--- Record set ---

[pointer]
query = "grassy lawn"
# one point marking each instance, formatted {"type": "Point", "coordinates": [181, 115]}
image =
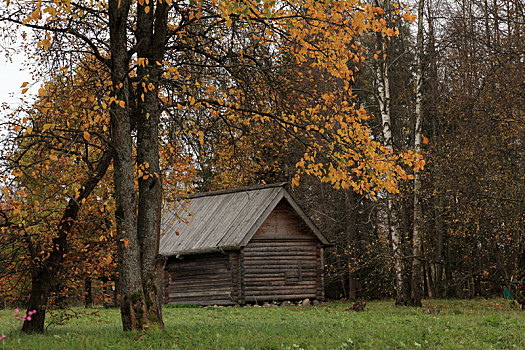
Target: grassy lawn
{"type": "Point", "coordinates": [460, 324]}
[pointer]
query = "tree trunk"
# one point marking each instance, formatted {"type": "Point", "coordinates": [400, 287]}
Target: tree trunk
{"type": "Point", "coordinates": [132, 301]}
{"type": "Point", "coordinates": [418, 219]}
{"type": "Point", "coordinates": [152, 31]}
{"type": "Point", "coordinates": [44, 276]}
{"type": "Point", "coordinates": [383, 89]}
{"type": "Point", "coordinates": [41, 284]}
{"type": "Point", "coordinates": [88, 297]}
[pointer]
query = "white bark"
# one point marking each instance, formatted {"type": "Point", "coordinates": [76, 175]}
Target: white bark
{"type": "Point", "coordinates": [416, 234]}
{"type": "Point", "coordinates": [383, 97]}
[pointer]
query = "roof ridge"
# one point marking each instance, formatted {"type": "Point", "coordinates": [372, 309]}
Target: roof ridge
{"type": "Point", "coordinates": [236, 190]}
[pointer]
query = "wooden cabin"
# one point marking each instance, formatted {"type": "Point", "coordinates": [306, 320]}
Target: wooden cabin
{"type": "Point", "coordinates": [241, 246]}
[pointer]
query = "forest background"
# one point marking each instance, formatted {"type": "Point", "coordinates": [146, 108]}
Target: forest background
{"type": "Point", "coordinates": [449, 85]}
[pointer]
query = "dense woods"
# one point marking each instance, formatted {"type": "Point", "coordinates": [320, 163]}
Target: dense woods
{"type": "Point", "coordinates": [400, 127]}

---

For this exercise, copy the entries above exactly and skip any picture.

Task solution =>
[pointer]
query = "grassy lawn"
# one point marking each instance, formatted {"type": "Point", "coordinates": [181, 115]}
image =
Target: grassy lawn
{"type": "Point", "coordinates": [460, 324]}
[pointer]
query = "tree trunk"
# one point marking each instance, formatted {"type": "Point", "coordinates": [400, 287]}
Target: tree trunk
{"type": "Point", "coordinates": [132, 301]}
{"type": "Point", "coordinates": [418, 219]}
{"type": "Point", "coordinates": [152, 31]}
{"type": "Point", "coordinates": [44, 276]}
{"type": "Point", "coordinates": [383, 89]}
{"type": "Point", "coordinates": [41, 284]}
{"type": "Point", "coordinates": [88, 297]}
[pointer]
query = "white bark"
# one point marking each instance, formatted {"type": "Point", "coordinates": [76, 175]}
Target: white bark
{"type": "Point", "coordinates": [416, 234]}
{"type": "Point", "coordinates": [383, 97]}
[pointer]
query = "roof ridge"
# one point marking each instance, formatted {"type": "Point", "coordinates": [372, 309]}
Target: roof ridge
{"type": "Point", "coordinates": [236, 190]}
[pointer]
query = "wooden cabin"
# one point marking each instance, formatted {"type": "Point", "coordinates": [306, 320]}
Target: wooden cabin
{"type": "Point", "coordinates": [241, 246]}
[pointer]
query = "forest background"
# one point marking each instance, formatted {"type": "Point", "coordinates": [146, 108]}
Target: forest background
{"type": "Point", "coordinates": [449, 85]}
[pointer]
query = "dense woods"
# one point marking each instance, formatted {"type": "Point", "coordinates": [320, 163]}
Target: dense woods
{"type": "Point", "coordinates": [400, 127]}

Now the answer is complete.